RECORDS SHOWN:

%%

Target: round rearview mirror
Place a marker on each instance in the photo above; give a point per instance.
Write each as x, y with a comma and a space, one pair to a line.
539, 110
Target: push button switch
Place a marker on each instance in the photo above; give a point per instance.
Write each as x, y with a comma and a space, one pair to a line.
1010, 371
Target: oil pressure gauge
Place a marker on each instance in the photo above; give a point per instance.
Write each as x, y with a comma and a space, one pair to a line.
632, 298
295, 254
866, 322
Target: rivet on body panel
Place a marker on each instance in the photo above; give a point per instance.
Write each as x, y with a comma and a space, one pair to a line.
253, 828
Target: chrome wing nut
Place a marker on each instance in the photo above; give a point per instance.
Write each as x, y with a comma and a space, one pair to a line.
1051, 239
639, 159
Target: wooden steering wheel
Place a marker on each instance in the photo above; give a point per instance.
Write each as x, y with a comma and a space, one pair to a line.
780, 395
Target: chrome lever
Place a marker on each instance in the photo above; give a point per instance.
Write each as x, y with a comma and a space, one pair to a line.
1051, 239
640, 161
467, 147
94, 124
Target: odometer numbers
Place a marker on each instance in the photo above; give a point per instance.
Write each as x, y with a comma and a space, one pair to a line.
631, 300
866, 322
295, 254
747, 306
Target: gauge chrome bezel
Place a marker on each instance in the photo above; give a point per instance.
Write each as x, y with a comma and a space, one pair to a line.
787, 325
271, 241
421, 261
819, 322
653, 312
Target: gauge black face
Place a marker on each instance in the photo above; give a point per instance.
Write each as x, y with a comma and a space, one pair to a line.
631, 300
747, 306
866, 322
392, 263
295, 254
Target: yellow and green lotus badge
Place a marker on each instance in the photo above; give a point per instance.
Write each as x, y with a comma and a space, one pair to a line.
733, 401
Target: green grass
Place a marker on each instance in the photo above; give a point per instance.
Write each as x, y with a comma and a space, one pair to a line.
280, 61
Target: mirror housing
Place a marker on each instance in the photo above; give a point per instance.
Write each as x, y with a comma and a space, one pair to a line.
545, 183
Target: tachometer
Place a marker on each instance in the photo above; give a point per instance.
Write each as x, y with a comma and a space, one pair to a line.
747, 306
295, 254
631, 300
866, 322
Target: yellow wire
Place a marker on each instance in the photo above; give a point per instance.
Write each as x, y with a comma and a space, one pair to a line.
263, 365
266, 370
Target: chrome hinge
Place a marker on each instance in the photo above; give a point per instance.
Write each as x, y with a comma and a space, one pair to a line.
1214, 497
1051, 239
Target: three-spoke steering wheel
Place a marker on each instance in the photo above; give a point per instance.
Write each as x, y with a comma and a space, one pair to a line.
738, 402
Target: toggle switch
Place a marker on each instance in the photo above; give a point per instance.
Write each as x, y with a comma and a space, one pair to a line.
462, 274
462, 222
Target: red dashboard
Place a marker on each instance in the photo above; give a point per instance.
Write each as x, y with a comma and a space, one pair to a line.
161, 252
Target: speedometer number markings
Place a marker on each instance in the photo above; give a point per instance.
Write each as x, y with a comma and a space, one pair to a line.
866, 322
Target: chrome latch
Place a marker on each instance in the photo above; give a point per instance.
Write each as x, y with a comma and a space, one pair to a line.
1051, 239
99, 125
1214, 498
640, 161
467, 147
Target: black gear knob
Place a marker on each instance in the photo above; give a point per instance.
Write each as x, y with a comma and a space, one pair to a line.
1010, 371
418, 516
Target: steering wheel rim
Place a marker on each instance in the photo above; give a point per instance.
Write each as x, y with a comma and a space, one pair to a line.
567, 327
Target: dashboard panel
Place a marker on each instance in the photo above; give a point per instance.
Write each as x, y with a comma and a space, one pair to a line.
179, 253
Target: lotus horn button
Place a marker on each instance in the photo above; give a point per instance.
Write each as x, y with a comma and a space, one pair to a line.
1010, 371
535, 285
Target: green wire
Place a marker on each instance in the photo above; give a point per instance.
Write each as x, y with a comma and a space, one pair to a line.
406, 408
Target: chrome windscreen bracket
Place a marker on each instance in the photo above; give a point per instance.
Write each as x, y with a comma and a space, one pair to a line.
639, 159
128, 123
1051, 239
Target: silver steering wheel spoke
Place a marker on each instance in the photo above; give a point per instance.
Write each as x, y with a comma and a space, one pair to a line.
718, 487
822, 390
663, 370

%%
%%

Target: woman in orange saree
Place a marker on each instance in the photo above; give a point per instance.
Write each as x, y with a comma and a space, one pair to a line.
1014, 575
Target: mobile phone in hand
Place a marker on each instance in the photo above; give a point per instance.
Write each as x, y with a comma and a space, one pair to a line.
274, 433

%%
%%

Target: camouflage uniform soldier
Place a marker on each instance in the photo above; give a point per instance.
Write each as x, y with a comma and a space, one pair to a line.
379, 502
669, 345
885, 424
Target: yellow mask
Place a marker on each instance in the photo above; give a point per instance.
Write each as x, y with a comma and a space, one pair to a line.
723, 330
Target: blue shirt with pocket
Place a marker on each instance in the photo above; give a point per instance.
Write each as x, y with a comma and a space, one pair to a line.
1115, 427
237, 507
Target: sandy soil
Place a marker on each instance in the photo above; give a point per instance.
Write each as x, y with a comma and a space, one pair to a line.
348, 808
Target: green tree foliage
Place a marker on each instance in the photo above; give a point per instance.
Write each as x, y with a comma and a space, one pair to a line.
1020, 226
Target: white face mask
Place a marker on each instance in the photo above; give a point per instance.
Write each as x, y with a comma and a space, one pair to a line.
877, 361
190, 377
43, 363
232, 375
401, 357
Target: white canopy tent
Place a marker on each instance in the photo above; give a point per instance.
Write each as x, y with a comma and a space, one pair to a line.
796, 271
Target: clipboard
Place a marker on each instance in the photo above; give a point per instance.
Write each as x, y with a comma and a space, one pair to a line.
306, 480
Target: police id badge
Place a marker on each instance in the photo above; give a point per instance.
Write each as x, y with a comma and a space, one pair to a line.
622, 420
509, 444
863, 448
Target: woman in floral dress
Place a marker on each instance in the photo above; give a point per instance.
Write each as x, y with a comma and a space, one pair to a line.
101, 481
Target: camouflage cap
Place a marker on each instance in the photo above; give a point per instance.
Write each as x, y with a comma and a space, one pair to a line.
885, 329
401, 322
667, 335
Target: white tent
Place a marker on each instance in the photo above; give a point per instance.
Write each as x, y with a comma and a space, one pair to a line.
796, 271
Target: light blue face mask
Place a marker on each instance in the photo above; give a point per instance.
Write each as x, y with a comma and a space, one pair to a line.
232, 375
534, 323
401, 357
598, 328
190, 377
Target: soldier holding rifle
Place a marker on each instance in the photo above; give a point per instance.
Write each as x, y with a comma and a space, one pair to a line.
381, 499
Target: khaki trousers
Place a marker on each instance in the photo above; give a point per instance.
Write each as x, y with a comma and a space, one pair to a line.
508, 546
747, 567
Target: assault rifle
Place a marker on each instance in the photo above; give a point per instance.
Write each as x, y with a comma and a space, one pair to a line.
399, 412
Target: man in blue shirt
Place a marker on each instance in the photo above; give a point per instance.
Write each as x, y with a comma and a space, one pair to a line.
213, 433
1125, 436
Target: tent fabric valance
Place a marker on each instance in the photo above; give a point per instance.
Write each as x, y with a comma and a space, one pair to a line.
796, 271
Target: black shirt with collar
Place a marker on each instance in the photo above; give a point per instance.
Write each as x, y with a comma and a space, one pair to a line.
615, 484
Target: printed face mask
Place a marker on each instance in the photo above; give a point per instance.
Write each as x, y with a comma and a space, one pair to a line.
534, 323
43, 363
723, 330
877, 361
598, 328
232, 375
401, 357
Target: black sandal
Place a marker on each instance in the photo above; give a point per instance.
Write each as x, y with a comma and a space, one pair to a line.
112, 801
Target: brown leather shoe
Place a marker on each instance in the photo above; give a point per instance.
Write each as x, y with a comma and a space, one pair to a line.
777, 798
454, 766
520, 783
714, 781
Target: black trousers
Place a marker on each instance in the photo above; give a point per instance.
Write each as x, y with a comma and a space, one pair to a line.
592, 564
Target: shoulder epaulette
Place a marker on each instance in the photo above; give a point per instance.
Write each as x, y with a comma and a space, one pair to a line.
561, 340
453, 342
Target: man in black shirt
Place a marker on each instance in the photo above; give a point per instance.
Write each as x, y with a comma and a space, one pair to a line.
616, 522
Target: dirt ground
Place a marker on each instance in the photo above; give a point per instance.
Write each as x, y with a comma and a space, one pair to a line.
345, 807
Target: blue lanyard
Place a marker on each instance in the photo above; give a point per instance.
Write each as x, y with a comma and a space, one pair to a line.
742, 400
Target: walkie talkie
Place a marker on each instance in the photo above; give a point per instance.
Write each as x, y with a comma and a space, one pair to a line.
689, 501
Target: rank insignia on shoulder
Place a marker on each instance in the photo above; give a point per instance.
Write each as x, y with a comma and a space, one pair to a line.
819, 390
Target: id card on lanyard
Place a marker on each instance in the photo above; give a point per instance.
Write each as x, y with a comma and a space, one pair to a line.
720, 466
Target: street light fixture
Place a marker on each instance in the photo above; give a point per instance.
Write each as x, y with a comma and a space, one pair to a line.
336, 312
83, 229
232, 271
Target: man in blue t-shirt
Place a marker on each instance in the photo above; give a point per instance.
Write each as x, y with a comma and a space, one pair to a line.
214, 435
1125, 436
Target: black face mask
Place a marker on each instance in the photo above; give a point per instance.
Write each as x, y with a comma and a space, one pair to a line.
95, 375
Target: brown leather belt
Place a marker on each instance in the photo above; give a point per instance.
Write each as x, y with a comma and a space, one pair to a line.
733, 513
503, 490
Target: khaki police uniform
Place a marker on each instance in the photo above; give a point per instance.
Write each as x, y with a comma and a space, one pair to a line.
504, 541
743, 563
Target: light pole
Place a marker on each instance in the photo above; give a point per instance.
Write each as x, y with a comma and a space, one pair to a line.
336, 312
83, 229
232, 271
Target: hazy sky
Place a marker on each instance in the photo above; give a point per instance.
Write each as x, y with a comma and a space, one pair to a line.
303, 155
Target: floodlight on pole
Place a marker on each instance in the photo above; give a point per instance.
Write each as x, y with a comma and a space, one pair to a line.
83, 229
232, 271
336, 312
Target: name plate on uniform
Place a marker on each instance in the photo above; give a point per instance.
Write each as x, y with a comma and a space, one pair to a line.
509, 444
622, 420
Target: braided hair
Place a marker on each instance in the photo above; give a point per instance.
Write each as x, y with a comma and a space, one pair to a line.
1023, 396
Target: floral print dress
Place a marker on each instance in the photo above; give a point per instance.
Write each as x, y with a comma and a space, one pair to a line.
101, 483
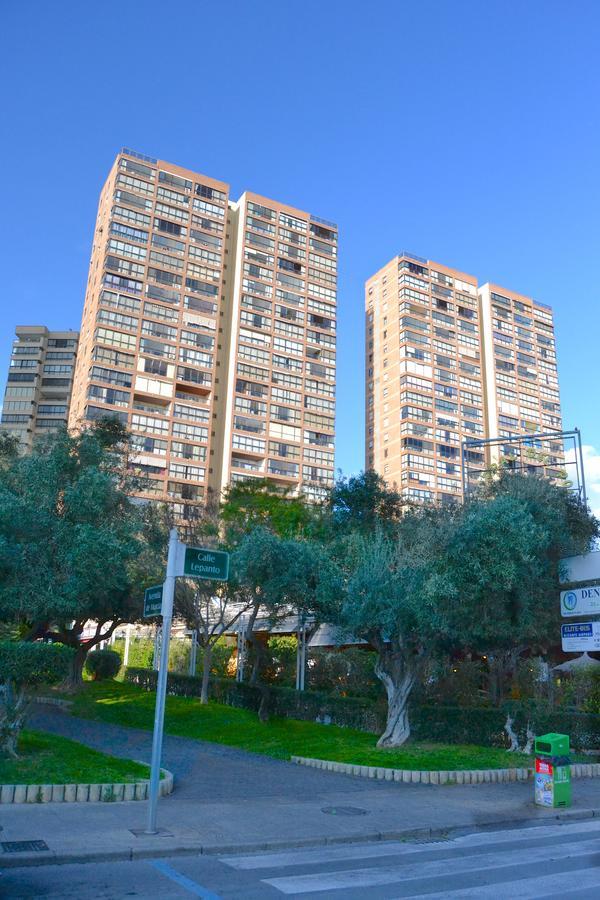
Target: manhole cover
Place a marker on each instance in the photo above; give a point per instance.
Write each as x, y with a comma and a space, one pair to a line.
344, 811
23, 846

%%

SET EXERCISE: Return every line of the items above that contains the word "brown", treating uppercase and lowercase as different.

OUTPUT:
Target: brown leather shoe
Target: brown leather belt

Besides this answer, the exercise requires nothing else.